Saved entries
= Beginning of Section =

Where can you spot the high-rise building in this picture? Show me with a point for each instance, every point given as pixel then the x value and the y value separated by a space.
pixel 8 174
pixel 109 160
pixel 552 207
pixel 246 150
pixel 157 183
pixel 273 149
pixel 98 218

= End of Section =

> [Required action] Every record is to be written out verbatim.

> [Answer section]
Where can you spot the high-rise building in this picture? Show me with a point for each instance, every point given as pixel then the x value and the y value separated by a space.
pixel 8 174
pixel 109 160
pixel 552 207
pixel 246 150
pixel 157 183
pixel 273 149
pixel 98 218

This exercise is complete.